▸ What this task involves
Return the records exactly as they appear below, omitting the pictures.

*** Opening of Listed entries ***

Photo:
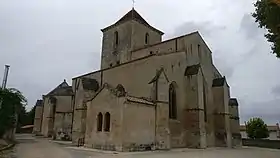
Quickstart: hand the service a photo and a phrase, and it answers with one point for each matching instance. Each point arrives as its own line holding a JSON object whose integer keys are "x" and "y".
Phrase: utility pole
{"x": 5, "y": 78}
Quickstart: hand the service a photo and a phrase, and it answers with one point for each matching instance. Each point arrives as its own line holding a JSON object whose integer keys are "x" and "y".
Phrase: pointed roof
{"x": 133, "y": 15}
{"x": 90, "y": 84}
{"x": 192, "y": 70}
{"x": 39, "y": 103}
{"x": 233, "y": 102}
{"x": 61, "y": 89}
{"x": 218, "y": 82}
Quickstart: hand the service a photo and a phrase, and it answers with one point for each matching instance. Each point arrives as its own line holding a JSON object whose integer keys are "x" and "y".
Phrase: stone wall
{"x": 138, "y": 127}
{"x": 173, "y": 56}
{"x": 104, "y": 102}
{"x": 38, "y": 119}
{"x": 131, "y": 35}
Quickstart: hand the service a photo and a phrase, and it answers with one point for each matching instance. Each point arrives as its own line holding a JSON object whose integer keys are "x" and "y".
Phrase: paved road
{"x": 30, "y": 147}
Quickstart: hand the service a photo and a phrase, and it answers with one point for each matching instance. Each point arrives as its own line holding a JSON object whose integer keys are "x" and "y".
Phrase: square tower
{"x": 129, "y": 33}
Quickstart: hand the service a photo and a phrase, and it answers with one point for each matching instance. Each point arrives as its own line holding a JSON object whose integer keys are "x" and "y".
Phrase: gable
{"x": 133, "y": 15}
{"x": 159, "y": 74}
{"x": 62, "y": 89}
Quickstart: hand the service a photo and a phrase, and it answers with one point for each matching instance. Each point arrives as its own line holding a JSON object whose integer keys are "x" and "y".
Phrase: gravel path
{"x": 30, "y": 147}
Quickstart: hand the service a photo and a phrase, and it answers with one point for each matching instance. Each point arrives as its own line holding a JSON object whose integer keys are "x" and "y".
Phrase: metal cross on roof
{"x": 133, "y": 3}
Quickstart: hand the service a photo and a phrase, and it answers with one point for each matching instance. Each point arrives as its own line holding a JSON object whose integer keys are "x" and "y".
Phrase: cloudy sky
{"x": 50, "y": 40}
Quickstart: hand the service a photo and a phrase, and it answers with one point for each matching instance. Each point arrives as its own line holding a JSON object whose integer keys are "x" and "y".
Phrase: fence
{"x": 263, "y": 143}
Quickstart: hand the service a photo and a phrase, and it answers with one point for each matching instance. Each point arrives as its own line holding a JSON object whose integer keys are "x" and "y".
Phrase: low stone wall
{"x": 264, "y": 143}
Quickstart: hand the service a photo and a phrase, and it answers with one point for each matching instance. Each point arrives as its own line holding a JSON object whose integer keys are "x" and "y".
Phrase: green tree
{"x": 12, "y": 102}
{"x": 256, "y": 128}
{"x": 267, "y": 15}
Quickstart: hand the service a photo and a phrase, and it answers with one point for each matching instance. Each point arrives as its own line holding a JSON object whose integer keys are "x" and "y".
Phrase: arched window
{"x": 99, "y": 121}
{"x": 107, "y": 122}
{"x": 147, "y": 38}
{"x": 116, "y": 38}
{"x": 172, "y": 101}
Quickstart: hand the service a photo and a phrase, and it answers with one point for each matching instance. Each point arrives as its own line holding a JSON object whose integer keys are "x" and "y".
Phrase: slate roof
{"x": 62, "y": 89}
{"x": 139, "y": 100}
{"x": 271, "y": 128}
{"x": 158, "y": 75}
{"x": 218, "y": 82}
{"x": 192, "y": 70}
{"x": 39, "y": 103}
{"x": 90, "y": 84}
{"x": 133, "y": 15}
{"x": 233, "y": 102}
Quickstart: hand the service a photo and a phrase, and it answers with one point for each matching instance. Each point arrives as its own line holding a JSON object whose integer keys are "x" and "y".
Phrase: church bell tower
{"x": 127, "y": 34}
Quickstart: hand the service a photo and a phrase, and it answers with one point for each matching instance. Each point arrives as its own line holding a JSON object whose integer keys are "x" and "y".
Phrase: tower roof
{"x": 132, "y": 15}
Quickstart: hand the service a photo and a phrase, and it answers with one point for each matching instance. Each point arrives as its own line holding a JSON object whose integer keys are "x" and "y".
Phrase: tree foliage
{"x": 267, "y": 15}
{"x": 12, "y": 102}
{"x": 256, "y": 128}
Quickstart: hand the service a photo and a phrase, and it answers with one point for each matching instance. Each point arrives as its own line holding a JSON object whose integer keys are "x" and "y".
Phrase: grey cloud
{"x": 276, "y": 90}
{"x": 250, "y": 27}
{"x": 268, "y": 110}
{"x": 242, "y": 54}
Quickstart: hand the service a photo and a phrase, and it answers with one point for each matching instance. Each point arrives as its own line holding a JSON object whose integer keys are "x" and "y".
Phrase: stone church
{"x": 152, "y": 94}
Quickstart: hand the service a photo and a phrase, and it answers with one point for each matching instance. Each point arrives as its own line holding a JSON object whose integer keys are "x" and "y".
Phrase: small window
{"x": 107, "y": 122}
{"x": 172, "y": 101}
{"x": 116, "y": 38}
{"x": 199, "y": 50}
{"x": 99, "y": 122}
{"x": 204, "y": 102}
{"x": 147, "y": 38}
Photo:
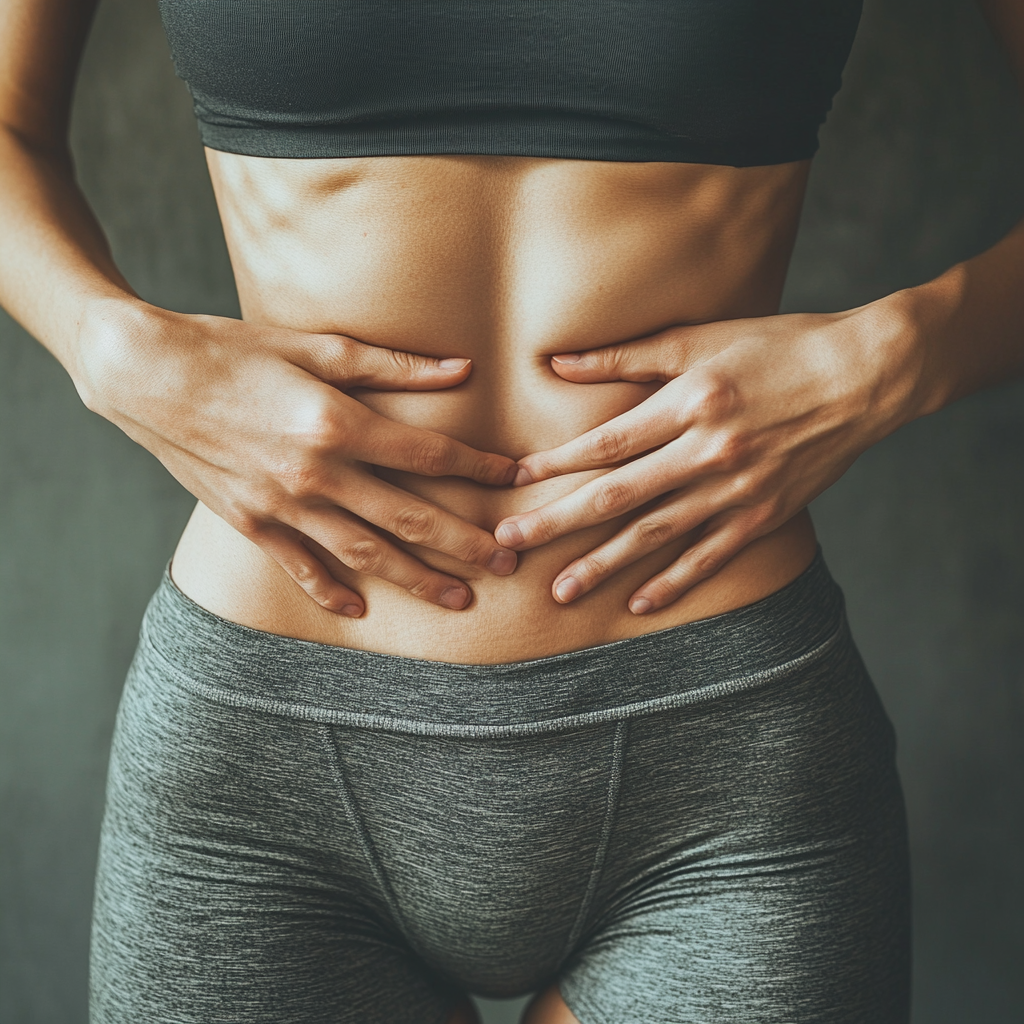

*** Close of Listed entries ***

▸ Answer area
Photo:
Quickstart: hand the service a photo and a phrase, and it answers with one point for each matching instance. Each point arrives as its own line holding a JSON object whose integer keys are "x" and "y".
Phrase: utility pole
{"x": 5, "y": 78}
Quickstart: hand the service a photo and a phrase, and it answers with one point for each matching instance. Each point arrives as its own line holding a JSON object whose integer keys are "x" and "y".
Phrase: pointed roof
{"x": 133, "y": 15}
{"x": 90, "y": 84}
{"x": 192, "y": 70}
{"x": 39, "y": 103}
{"x": 233, "y": 102}
{"x": 61, "y": 89}
{"x": 218, "y": 82}
Quickstart: hand the service a photo and a phrase, and it answers with one point for each matching instance. Each point arrives as its own line holding a JSON object whose integer keys are "x" and "y".
Phrase: stone wall
{"x": 138, "y": 127}
{"x": 173, "y": 56}
{"x": 104, "y": 102}
{"x": 38, "y": 119}
{"x": 131, "y": 35}
Quickstart: hand the service a photo and a phrase, and it answers with one point for each matching instance. Each point arrives as its own line holding a JSON object whose integer keys are "x" and "y".
Phrase: paved road
{"x": 30, "y": 147}
Quickstart: hand the service a photo and a phrase, and it answers with one point for each matching instance. Each point arrives as its own line holding a JSON object whose integer keys are "x" and "y".
Phrase: square tower
{"x": 129, "y": 33}
Quickstart: hand the service a photo and a phrase, and it answers with one point for each matching instance. Each point arrives as its own line holding a JSON object whose integer keys are "x" and "y".
Phrase: gable
{"x": 133, "y": 15}
{"x": 159, "y": 74}
{"x": 62, "y": 89}
Quickstart: hand the service a photo and a phrase, and it answers with one point for each matching instance. Each point arrives as its own line holding a JSON object whose integer keys are "x" and "y".
Phrase: gravel path
{"x": 30, "y": 147}
Quickstart: hand the service a photo and a phrase, and it answers with one point for each matching instance. Each point arrives as its own line holding a JSON object whose integer keys are "x" and "y".
Phrase: metal cross on roof
{"x": 133, "y": 3}
Quickstart: hand the service a photo and a phrase, and it answers with one point for each matching instance. Each point arrives as its own line holding a JSON object whose integer keys are "x" and "y".
Phrase: cloudy sky
{"x": 50, "y": 40}
Quickstart: hand the service a photo and a phrase, and it answers with one point for each matching instance. Each point arrives as its own line holding a JSON object whose integer keys are "x" and "y".
Phrase: fence
{"x": 263, "y": 143}
Quickstart: hand the service a photo and a phrase, and it answers with one point for each matching instance. Each point arrives as its own line holding a JSON object whose integer keys are "x" and "y".
Phrase: low stone wall
{"x": 264, "y": 143}
Quickstart: hand the service a photo and a phrase, and it answers with one point for each matching instance. Each point arrives as its own line holding a JSON object whose integer keys are "x" and "y".
Phrase: green tree
{"x": 12, "y": 102}
{"x": 256, "y": 128}
{"x": 267, "y": 15}
Quickstart: hand the service a photo and a phrase, and it answers with one point for each matching instance. Each point arrives as its own line holding a JSON object whose integer keys are "x" and "y".
Phrase: arched window
{"x": 99, "y": 121}
{"x": 107, "y": 122}
{"x": 147, "y": 38}
{"x": 116, "y": 38}
{"x": 172, "y": 101}
Quickstart: hand the service a photo and a phrase, and it answers with one point for each matching instance. Each point arrives as its own line holding a JSON object whose integer keys are "x" and "y".
Phrase: slate roof
{"x": 62, "y": 89}
{"x": 139, "y": 100}
{"x": 271, "y": 128}
{"x": 158, "y": 75}
{"x": 218, "y": 82}
{"x": 192, "y": 70}
{"x": 39, "y": 103}
{"x": 90, "y": 84}
{"x": 133, "y": 15}
{"x": 233, "y": 102}
Quickstart: hand the service a photo and a phrase, and it answers with one point for each matching instance. Each point arrives as its own line holding a JSON object whose integer keys are "x" and "y".
Phrase: church bell tower
{"x": 127, "y": 34}
Quickstart: hand the service a photo and a phrase, and it answers with one point for each matching instance. Each point arrives as its own line holding a JSON object whose integer keys are "x" and "y".
Phrase: tower roof
{"x": 132, "y": 15}
Quickstart: hand the service a photo and a phrase, and it answers with one point for each matching instance. Each point arrives as its own line holding a JSON object whose integer keys are "x" and "y".
Phrase: tree foliage
{"x": 267, "y": 15}
{"x": 12, "y": 102}
{"x": 256, "y": 128}
Quickstart: hand the service a photo and a phrase, and it answers with one point for each matching instance. Each point arrives as its own line holding a JSON object whose integer keys are "x" and "y".
Phrase: grey cloud
{"x": 276, "y": 90}
{"x": 250, "y": 27}
{"x": 268, "y": 110}
{"x": 242, "y": 54}
Quickstart: hand the service a photo and a phrase, and it answers with one point for each matching instance. Each point arrives as its own line holding a JSON object whose integer keys are "x" and "y".
Phrase: stone church
{"x": 152, "y": 94}
Quickstart: hand the service a photo and a phrase, and it answers with one point for each matching instance. Each point arrives as its own line holding a JSON object whose integer keys are "x" and "y".
Phrase: small window
{"x": 107, "y": 122}
{"x": 172, "y": 101}
{"x": 116, "y": 38}
{"x": 199, "y": 50}
{"x": 99, "y": 122}
{"x": 204, "y": 102}
{"x": 147, "y": 38}
Photo:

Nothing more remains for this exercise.